> **Directions for this task**
Exclude any images and output the remaining records exactly.

______

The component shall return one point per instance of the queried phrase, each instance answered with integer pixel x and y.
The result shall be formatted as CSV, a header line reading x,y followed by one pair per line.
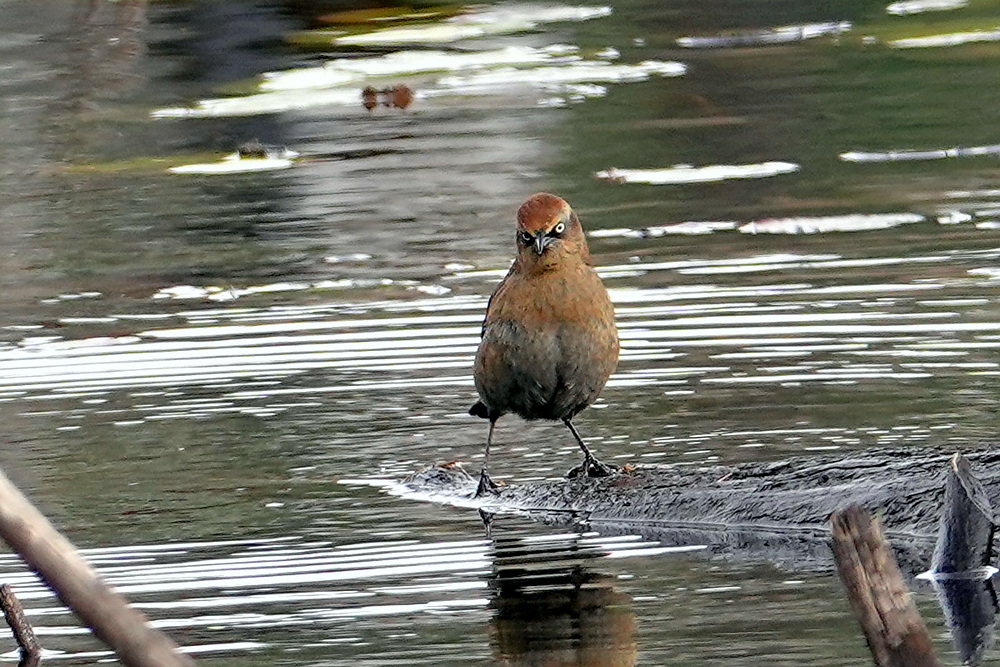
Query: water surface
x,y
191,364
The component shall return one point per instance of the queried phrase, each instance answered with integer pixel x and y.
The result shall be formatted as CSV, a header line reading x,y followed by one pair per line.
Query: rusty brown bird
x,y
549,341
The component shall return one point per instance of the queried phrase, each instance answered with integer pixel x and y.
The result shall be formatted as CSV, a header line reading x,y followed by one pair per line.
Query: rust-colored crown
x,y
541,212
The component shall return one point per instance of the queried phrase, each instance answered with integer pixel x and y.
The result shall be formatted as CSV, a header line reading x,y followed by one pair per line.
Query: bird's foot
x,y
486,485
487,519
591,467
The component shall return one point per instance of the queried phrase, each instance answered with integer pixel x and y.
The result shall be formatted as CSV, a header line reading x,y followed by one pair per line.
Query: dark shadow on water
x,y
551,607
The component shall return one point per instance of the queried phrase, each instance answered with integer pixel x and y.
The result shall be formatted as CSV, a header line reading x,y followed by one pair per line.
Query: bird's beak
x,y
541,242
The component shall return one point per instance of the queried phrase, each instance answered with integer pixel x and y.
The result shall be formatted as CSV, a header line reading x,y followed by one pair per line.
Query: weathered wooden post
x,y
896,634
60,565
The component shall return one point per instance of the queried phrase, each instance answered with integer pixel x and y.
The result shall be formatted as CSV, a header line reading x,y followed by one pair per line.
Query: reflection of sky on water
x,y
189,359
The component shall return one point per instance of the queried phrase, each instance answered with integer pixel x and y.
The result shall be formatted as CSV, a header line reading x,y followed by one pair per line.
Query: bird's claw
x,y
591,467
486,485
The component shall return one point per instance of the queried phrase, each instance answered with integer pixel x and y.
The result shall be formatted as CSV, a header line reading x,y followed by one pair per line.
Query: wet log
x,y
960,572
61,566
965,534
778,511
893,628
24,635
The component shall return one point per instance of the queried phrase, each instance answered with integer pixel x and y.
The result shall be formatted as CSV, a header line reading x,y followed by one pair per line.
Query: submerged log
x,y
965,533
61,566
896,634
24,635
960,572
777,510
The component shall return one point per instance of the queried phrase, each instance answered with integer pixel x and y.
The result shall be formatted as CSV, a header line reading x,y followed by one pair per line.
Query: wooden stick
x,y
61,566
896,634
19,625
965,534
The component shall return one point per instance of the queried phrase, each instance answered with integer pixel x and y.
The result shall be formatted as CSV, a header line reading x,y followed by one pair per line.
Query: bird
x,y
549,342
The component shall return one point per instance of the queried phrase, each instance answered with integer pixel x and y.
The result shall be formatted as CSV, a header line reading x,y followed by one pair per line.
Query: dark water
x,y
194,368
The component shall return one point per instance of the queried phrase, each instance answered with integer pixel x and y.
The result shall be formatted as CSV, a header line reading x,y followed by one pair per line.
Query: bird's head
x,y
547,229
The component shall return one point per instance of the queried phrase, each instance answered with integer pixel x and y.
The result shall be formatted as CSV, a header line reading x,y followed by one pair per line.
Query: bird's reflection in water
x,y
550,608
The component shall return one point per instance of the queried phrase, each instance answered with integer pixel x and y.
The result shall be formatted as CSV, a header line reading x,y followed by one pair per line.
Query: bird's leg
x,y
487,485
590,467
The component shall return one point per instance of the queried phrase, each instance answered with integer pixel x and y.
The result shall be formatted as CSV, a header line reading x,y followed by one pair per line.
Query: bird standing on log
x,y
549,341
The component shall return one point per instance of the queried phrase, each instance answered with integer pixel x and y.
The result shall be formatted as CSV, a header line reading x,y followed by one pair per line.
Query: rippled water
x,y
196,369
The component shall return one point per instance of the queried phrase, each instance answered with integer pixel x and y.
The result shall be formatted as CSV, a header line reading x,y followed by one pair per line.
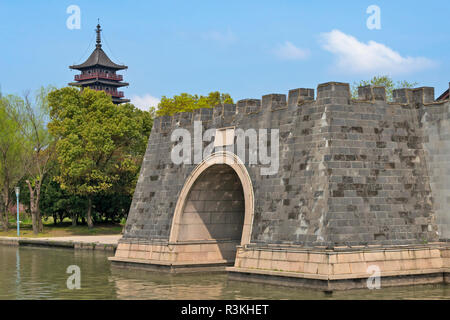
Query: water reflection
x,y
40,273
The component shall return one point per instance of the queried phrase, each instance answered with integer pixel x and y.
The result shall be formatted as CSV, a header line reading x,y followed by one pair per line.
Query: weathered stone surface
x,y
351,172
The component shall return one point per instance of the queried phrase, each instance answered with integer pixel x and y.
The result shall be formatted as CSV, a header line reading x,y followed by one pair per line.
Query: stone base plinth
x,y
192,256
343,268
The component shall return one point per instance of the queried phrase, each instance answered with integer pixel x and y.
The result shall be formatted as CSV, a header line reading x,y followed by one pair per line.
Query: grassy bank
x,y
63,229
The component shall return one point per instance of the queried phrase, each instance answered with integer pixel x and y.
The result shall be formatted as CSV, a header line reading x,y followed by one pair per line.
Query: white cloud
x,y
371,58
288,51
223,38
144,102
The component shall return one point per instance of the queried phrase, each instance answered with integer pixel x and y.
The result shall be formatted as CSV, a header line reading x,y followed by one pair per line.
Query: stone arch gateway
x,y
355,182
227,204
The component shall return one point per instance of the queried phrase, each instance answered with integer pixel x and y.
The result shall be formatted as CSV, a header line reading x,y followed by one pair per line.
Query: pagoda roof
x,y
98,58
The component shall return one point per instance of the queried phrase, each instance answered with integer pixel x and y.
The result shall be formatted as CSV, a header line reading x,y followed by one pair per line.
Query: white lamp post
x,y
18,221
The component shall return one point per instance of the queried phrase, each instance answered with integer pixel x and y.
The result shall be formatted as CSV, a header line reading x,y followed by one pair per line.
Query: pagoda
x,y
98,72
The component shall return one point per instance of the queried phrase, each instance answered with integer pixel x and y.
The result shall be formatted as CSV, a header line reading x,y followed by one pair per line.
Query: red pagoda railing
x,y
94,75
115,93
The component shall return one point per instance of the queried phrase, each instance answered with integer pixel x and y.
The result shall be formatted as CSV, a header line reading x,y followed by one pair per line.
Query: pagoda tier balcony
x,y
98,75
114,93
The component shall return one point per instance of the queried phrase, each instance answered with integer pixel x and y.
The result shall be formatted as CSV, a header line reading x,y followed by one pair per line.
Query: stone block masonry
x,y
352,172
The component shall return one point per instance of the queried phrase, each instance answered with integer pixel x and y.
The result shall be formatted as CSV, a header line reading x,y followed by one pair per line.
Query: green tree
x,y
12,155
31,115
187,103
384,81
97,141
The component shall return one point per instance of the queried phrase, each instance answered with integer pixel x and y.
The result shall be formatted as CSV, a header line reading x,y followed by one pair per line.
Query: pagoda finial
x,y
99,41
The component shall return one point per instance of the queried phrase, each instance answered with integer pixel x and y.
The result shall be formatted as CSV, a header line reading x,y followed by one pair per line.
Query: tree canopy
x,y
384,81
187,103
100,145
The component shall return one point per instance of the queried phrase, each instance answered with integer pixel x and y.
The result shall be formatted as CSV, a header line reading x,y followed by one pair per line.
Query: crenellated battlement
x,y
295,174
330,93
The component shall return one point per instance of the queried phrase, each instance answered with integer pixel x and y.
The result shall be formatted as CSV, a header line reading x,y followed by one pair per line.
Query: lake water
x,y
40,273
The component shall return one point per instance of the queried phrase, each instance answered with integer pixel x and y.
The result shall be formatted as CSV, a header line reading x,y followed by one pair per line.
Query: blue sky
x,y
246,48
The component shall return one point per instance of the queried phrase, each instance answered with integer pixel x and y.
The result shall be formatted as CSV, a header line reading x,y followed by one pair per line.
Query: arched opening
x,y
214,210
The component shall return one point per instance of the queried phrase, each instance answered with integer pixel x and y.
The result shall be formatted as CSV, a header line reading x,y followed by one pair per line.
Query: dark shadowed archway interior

______

> **Solution to the exercise**
The component shall return one point per instance of the queried phrase, each instance answered with integer pixel x and y.
The result shall be formatted as CSV, a header line reading x,y followed by one pair per line.
Query: water surface
x,y
191,364
The component shall return one point per instance of the queried phrase, each instance answered with integer pixel x and y.
The result shall be formatted as CSV, a header line reading x,y followed by one pair per line.
Query: rusty brown bird
x,y
549,341
The component shall return one point per instance of the queried phrase, each instance answered with integer pixel x and y.
The result shall be formatted as CSV, a header line reading x,y followed by one pair per line.
Query: rust-colored crown
x,y
541,212
The component shall return one point per instance of the queried phrase, each instance answered with integer pixel x and y.
The result shall be formatted as CSV, a header line reading x,y followed by one pair per line.
Query: bird's foot
x,y
486,485
487,519
591,467
The component shall return one point per instance of the queried phrase, each instance answered with integer pixel x and y.
The result shall be formatted as CSV, a header line reading x,y followed by one pair per line.
Query: dark shadow on water
x,y
551,607
The component shall return one point per instance of the queried phrase, each instance answered with integer pixel x and y.
The result shall be formatted as CSV, a header line reading x,y followed by one pair per line.
Query: bird's beak
x,y
541,242
The component shall return one point per instance of the queried phrase, each instance answered with integer pixel x and y.
The result shall be formatted as CSV, a header line reading x,y followed by one pair per line.
Query: weathered wooden post
x,y
896,634
60,565
The component shall return one point per instance of the queried phrase, each instance answered with integer pixel x and y.
The result shall be formatted as CSV, a header line reading x,y followed by one pair per line.
Query: reflection of sky on water
x,y
189,359
The component shall return one point per instance of the queried phrase, each instance answered with integer pixel x and y.
The result shall be formatted as CSV, a header line reading x,y followed by one pair per line.
Query: bird's claw
x,y
591,467
486,485
The component shall return one point per instance of the queried phrase, each instance answered with integer pixel x and y.
The result shall be formatted as CSV, a header line reading x,y followed by one pair per line.
Query: wet log
x,y
960,572
61,566
965,534
778,511
893,628
24,635
The component shall return one point per instance of the queried phrase, each instance answered with integer pixel x and y.
The result shall be formatted as CSV, a header line reading x,y followed by one pair per line.
Query: submerged log
x,y
965,533
61,566
896,634
24,635
960,572
777,510
The component shall return one point per instance of the queried phrase, each instance answered with integer pixel x and y.
The result shall be formatted as CSV, a header line reading x,y followed by one pair per line.
Query: wooden stick
x,y
61,566
896,634
19,625
965,534
The component shall return one point per instance of the queried phrase, each instance answered with integer pixel x and y.
The result shall be formatted as CSV, a header line reading x,y followed by one pair per line.
Query: bird
x,y
549,342
The component shall return one point per instance of the queried phrase, each instance answered with integer pixel x and y.
The result shall be formatted as CSV, a header line reading x,y followed by one pair per line.
Query: dark water
x,y
194,368
The component shall return one point per instance of the queried phrase, each instance answered with integer pixel x and y.
The result shall be formatted as CSV, a header line reading x,y followed by one pair per line.
Query: bird's head
x,y
547,229
The component shall return one point per instance of the queried phrase, each instance answered with integer pixel x and y.
The result shall be formatted as CSV, a header line reading x,y followed by one pair per line.
Query: bird's reflection in water
x,y
550,608
The component shall return one point per instance of the queried phrase, each instance answered with integer pixel x and y.
The result shall be formatted as CSV, a header line reading x,y followed by one pair per line.
Query: bird's leg
x,y
487,485
590,467
The component shall return one point per instance of the queried phrase, each instance answered with integer pixel x and y.
The result shall be formatted as CSV, a header line reading x,y followed by one pair per line.
Query: bird standing on log
x,y
549,341
The component shall return one point per instance of the queried phrase, each instance answered with integer pixel x and y.
The result shall be formatted as CSV, a header line reading x,y followed by one pair per line.
Query: rippled water
x,y
196,369
The component shall return one point per instance of the queried phrase, each instance answered with integer pixel x and y.
The result shall be formatted as CSV, a header line reading x,y followed by one pair per line.
Query: water reflection
x,y
40,273
The component shall return one point per instance of the queried phrase, each instance answered with integer pixel x and y.
The result shall be formatted as CSV, a header line reading x,y followed by one pair per line.
Query: weathered stone surface
x,y
351,172
The component shall return one point per instance of the queried phrase, each instance answered with integer pixel x and y.
The result shall be formatted as CSV, a header line reading x,y followed by one pair per line.
Query: stone base plinth
x,y
192,256
343,268
The component shall return one point per instance of the queried phrase, each instance answered with integer pixel x and y.
The result shall be formatted as CSV, a header line reading x,y followed by one pair per line.
Query: grassy bank
x,y
63,229
The component shall return one point per instance of the queried phrase, each instance answered with integer pixel x and y.
The result shall be formatted as CSV, a header line reading x,y followed by one pair per line.
Query: white cloud
x,y
371,58
288,51
223,38
144,102
The component shall return one point per instance of the queried phrase, each instance answered with integer pixel x and y.
The result shall be formatted as CSV, a header line reading x,y followed by one pair per line.
Query: stone arch gateway
x,y
355,182
227,204
The component shall return one point per instance of the queried phrase, each instance answered with integer pixel x and y.
The result shall be formatted as CSV, a header line reading x,y followed by one pair per line.
Query: pagoda roof
x,y
98,58
The component shall return one point per instance of the queried phrase, each instance answered with integer pixel x and y.
The result shall be formatted as CSV, a header line reading x,y followed by one pair per line.
Query: white lamp post
x,y
18,221
The component shall return one point per instance of the queried phrase, each instance answered with integer pixel x and y.
The result shall be formatted as CSV, a header line reading x,y followed by one pair per line.
Query: pagoda
x,y
98,72
The component shall return one point per instance of the queried phrase, each instance answered with integer pixel x and y.
The result shall be formatted as CSV, a header line reading x,y followed by one pair per line.
Query: red pagoda railing
x,y
94,75
115,93
The component shall return one point per instance of the queried phrase, each instance answered with integer pixel x and y.
The result shall be formatted as CSV, a header line reading x,y followed by one pair per line.
Query: pagoda tier balcony
x,y
98,75
114,93
The component shall return one point per instance of the queried phrase, each instance answered with integer pixel x and y.
The result shall be formatted as CSV, a header line reading x,y followed by one pair per line.
Query: stone block masonry
x,y
352,172
The component shall return one point per instance of the queried phrase, each instance answered with integer pixel x and y.
The result shall be formatted as CSV, a header line reading x,y followed by one pair per line.
Query: green tree
x,y
12,155
31,115
187,103
384,81
97,141
The component shall return one point per instance of the queried phrase, each instance answered with integer pixel x and y.
The result shall be formatted as CSV, a header line reading x,y followed by one pair per line.
Query: pagoda finial
x,y
99,41
The component shall return one point per instance of the queried phrase, each instance answered with integer pixel x and y.
The result shall be formatted as CSV, a header line reading x,y followed by one pair per line.
Query: tree canopy
x,y
384,81
187,103
100,145
The component shall return one point per instance of the queried phrase, each instance answered with integer pixel x and y.
The result shall be formatted as CSV, a header line reading x,y followed by one pair per line.
Query: crenellated battlement
x,y
295,174
330,93
The component shall return one point per instance of the queried phrase, each instance answered with integer pixel x and y.
The result shall be formatted as CSV, a header line reading x,y followed by one pair per line.
Query: lake water
x,y
40,273
The component shall return one point per instance of the queried phrase, each instance answered with integer pixel x and y.
The result shall be formatted as CSV, a header line reading x,y followed by one pair per line.
Query: blue sky
x,y
246,48
The component shall return one point per instance of the queried phrase, each instance answered with integer pixel x and y.
The result shall be formatted as CSV, a header line reading x,y followed by one pair per line.
Query: arched opening
x,y
214,210
The component shall return one point per instance of the queried phrase, each instance answered with integer pixel x and y.
The result shall be formatted as CSV, a header line reading x,y followed by one pair per line.
Query: dark shadowed archway interior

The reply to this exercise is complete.